Tasks to complete ▸
**a)** Reproduce verbatim the passage of the mining results from "South32 share (US$M)" up to and including "30 June 2015.".
**b)** Gather every line of the entries that contains the string "window", treating uppercase and lowercase as different.

Page text ▸
Capital expenditure was largely unchanged at US$15M.
South32 share H1 FY16 H1 FY15
Ore mined (kt) 1,743 1,748
Ore processed (kt) 1,657 1,669
Ore grade processed (g/t, Ag) 266 272
Ore grade processed (%, Pb) 7.0 7.0
Ore grade processed (%, Zn) 3.7 3.5
Payable Silver production (koz) 11,878 12,235
Payable Lead production (kt) 98 99
Payable Zinc production (kt) 42 37
Payable Silver sales (koz) 11,898 12,715
Payable Lead sales (kt) 95 100
Payable Zinc sales (kt) 41 33
Realised Silver sales price (US$/oz)(a) 15.3 17.1
Realised Lead sales price (US$/t)(a) 1,828 1,938
Realised Zinc sales price (US$/t)(a) 1,640 2,252
Operating unit cost (US$/t ore processed)(b) 153 179
(a) Realised sales price is calculated as sales revenue divided by sales volume.
(b) Operating unit cost is Revenue less Underlying EBITDA divided by ore processed.
South32 share (US$M) H1 FY16 H1 FY15
Revenue 423 486
Underlying EBITDA 169 187
Underlying EBIT 141 158
Net operating assets(a) 238 280
Capital expenditure 15 14
Major project (>US$100M) - -
All other capital expenditure 15 14
Exploration expenditure 2 3
Exploration expensed 2 3
(a) H1 FY15 Net operating assets reflects balance as at 30 June 2015.

Provided records ▸
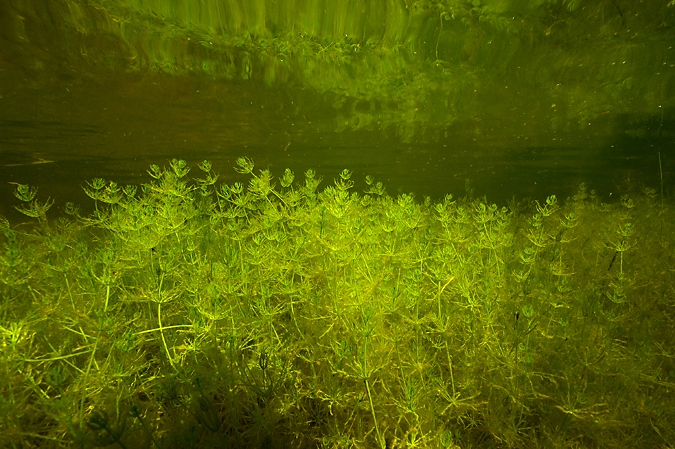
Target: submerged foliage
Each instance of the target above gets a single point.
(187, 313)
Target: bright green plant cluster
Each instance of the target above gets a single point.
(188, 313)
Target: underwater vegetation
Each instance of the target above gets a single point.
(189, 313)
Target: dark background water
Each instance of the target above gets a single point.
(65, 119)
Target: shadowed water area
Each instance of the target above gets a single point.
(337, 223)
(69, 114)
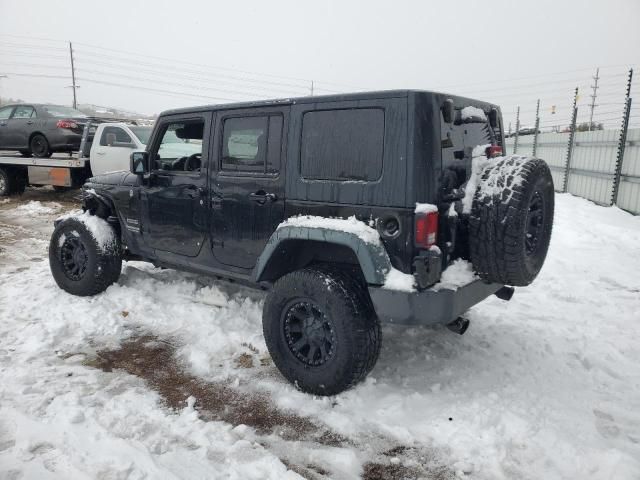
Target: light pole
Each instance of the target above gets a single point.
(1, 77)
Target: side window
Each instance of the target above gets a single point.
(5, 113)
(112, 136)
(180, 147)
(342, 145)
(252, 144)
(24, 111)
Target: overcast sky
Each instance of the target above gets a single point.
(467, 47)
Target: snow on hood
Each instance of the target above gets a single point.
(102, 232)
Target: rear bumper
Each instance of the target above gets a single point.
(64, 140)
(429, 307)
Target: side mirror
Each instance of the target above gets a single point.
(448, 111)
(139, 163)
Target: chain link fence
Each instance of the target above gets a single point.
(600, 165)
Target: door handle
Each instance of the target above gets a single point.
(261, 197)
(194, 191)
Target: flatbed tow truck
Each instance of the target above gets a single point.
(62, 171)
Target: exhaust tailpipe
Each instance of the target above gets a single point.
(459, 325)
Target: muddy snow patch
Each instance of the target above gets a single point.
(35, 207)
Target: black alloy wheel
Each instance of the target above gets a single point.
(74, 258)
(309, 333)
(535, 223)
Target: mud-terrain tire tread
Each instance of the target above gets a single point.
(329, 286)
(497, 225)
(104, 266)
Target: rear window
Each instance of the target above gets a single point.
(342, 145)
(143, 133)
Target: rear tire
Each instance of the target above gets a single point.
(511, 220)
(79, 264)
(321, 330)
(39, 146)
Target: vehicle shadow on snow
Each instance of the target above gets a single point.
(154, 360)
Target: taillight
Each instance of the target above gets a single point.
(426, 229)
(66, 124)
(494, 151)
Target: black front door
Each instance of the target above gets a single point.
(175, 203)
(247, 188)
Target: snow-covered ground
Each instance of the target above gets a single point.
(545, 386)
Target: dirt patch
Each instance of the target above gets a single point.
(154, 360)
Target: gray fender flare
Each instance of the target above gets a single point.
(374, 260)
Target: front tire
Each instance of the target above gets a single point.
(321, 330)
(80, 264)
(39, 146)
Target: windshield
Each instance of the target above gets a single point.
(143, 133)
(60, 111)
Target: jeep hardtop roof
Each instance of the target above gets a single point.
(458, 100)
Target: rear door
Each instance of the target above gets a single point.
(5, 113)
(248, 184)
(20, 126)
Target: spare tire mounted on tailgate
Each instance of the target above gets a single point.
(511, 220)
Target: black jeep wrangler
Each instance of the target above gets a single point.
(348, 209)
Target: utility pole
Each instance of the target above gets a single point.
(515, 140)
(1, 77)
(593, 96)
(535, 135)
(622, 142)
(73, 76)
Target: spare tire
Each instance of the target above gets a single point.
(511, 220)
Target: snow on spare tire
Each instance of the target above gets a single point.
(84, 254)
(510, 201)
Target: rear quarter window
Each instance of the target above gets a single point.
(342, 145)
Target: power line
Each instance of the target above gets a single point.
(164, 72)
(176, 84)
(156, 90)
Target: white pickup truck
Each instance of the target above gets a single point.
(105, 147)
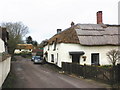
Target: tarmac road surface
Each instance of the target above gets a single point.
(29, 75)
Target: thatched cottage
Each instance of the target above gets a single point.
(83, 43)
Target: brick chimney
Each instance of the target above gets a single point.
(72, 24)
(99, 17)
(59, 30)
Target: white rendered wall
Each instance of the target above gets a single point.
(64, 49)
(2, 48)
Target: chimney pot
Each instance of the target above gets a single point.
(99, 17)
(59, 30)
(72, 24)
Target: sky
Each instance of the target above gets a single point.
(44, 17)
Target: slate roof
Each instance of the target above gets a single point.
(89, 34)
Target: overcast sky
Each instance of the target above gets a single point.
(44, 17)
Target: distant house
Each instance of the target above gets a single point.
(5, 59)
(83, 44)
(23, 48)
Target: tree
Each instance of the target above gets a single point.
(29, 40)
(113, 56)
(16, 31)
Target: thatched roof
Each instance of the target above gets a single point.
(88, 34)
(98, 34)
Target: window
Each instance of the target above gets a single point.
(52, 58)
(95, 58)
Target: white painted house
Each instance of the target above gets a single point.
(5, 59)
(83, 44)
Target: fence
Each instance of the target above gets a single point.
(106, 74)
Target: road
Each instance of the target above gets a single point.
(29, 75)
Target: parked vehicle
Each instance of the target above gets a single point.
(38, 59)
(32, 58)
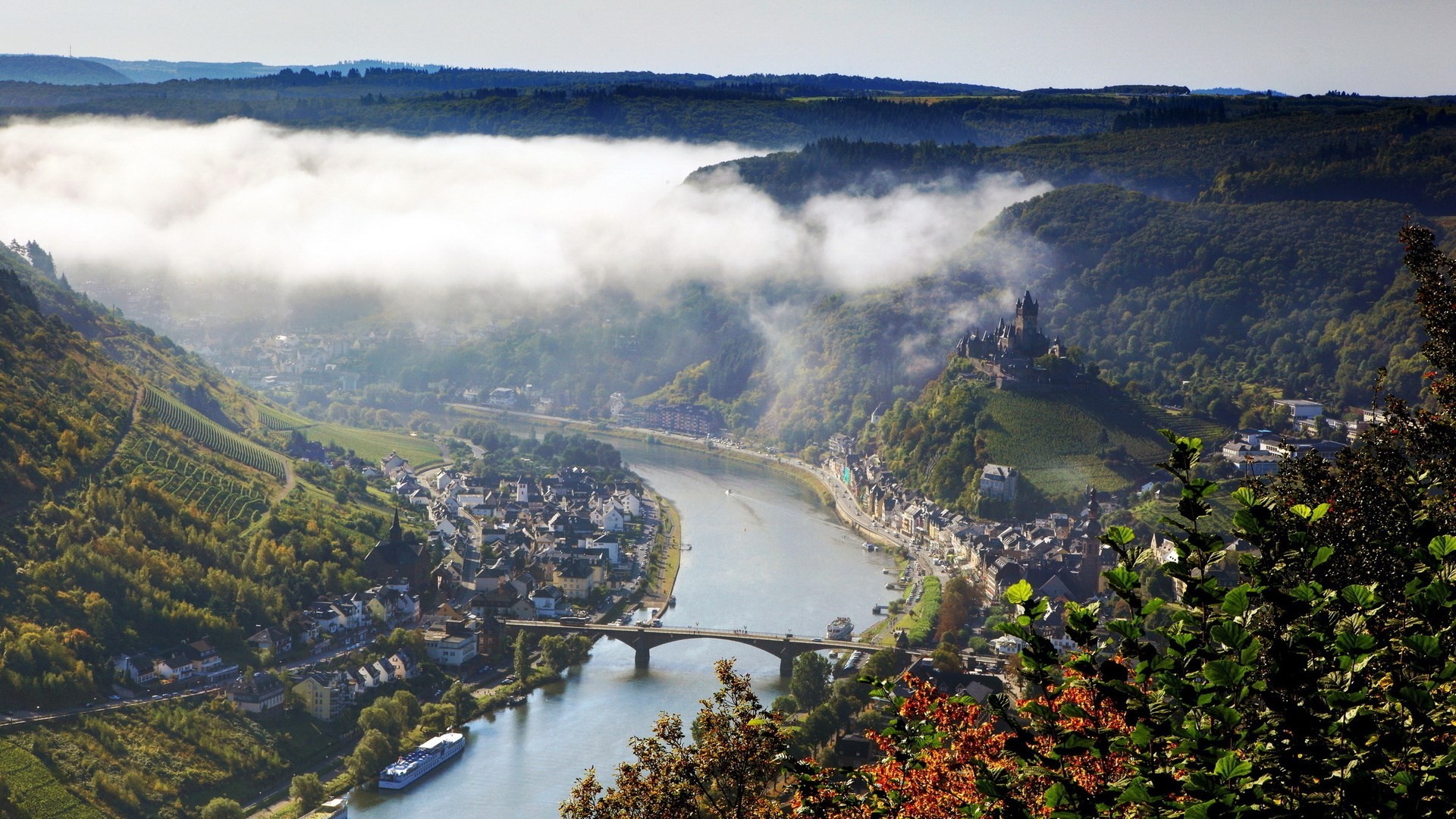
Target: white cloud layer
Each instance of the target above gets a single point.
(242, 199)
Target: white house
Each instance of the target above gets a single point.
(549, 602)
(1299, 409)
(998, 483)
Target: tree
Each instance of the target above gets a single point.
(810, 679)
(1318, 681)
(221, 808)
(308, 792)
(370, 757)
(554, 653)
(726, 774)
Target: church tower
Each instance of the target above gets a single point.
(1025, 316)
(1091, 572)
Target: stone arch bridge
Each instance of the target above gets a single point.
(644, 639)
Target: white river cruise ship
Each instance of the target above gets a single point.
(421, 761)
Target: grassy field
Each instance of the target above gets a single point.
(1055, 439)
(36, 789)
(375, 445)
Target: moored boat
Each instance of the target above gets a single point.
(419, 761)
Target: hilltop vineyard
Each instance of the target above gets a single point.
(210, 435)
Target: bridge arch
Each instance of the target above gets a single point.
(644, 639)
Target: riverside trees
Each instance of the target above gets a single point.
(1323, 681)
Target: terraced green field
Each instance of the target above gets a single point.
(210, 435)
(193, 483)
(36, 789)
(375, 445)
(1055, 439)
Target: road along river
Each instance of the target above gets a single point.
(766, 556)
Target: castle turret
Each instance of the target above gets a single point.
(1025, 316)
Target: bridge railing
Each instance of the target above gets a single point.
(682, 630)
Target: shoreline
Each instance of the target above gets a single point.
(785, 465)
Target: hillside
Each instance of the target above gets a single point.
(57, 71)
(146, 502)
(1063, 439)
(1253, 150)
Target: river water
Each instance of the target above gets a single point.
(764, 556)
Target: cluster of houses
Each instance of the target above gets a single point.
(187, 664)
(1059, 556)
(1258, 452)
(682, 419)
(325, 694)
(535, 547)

Final results ▸
**a)**
South32 share (US$M) H1 FY16 H1 FY15
Revenue 423 486
Underlying EBITDA 169 187
Underlying EBIT 141 158
Net operating assets(a) 238 280
Capital expenditure 15 14
Major project (>US$100M) - -
All other capital expenditure 15 14
Exploration expenditure 2 3
Exploration expensed 2 3
(a) H1 FY15 Net operating assets reflects balance as at 30 June 2015.

**b)**
Target: side window
Target: rear window
Target: rear quarter window
Target: window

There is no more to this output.